Extract each line in the entries below that contains the string "green". Matches are case-sensitive.

Excerpts from point annotation data
------------------------------

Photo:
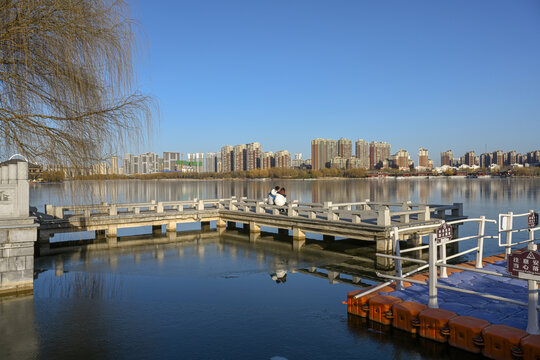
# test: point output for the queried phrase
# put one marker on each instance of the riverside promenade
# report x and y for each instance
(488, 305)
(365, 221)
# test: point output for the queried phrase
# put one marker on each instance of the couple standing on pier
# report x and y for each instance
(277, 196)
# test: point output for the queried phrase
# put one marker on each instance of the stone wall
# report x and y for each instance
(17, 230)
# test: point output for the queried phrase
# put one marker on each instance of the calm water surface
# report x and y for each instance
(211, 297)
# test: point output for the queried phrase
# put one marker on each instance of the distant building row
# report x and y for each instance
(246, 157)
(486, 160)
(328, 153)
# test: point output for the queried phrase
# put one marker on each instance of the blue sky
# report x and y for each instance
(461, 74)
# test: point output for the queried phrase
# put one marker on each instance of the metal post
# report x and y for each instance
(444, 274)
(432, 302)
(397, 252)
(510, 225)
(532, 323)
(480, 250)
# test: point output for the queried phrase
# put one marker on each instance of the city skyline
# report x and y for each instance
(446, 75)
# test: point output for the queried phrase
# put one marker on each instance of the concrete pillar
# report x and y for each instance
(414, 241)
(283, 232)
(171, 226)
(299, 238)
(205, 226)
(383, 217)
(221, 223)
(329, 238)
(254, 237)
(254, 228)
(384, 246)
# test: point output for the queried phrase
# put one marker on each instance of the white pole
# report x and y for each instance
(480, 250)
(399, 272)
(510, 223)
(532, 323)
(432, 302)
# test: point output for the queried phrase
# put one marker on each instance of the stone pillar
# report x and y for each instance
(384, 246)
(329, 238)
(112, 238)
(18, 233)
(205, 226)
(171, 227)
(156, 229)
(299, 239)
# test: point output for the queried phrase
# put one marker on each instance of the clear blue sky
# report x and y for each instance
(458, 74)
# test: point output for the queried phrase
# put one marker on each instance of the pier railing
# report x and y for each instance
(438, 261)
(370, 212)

------------------------------

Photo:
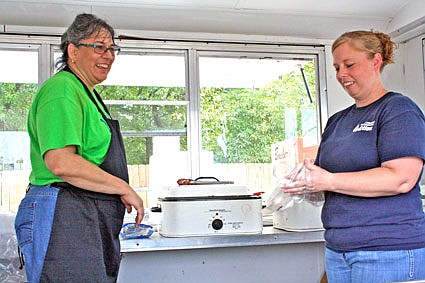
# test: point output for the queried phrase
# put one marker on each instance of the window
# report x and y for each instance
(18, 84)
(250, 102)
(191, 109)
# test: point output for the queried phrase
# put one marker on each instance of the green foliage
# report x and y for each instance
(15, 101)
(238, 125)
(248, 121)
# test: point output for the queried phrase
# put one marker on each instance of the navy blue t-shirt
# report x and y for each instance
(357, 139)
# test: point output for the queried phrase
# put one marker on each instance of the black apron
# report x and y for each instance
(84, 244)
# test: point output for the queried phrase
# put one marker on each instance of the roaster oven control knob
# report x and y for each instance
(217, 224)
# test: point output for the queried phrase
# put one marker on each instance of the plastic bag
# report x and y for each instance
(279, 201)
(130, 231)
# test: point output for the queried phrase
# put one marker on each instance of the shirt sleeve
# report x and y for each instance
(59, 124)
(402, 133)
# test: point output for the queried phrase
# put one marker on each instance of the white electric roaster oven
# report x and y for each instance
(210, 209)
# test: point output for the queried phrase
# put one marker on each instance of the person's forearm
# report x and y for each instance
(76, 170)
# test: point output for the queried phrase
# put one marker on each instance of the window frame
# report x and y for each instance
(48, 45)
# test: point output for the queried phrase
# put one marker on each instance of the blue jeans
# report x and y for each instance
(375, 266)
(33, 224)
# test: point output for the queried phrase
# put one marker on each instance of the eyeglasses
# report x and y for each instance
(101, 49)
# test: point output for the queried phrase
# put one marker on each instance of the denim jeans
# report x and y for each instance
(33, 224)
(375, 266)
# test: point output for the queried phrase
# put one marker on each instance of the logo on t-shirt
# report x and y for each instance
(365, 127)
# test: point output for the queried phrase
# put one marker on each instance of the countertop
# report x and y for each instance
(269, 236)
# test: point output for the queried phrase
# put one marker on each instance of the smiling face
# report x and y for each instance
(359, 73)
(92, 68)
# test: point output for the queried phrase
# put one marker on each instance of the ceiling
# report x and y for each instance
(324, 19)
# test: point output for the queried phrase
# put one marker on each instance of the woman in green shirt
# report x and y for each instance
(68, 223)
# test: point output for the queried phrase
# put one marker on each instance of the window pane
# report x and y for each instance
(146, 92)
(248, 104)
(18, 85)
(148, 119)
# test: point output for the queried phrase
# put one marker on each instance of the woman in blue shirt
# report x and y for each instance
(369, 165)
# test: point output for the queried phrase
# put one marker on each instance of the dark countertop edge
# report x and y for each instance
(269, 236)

------------------------------

Exercise result
# put one marker on each instance of the green foliage
# put one marker on each instance of the woman in green shirt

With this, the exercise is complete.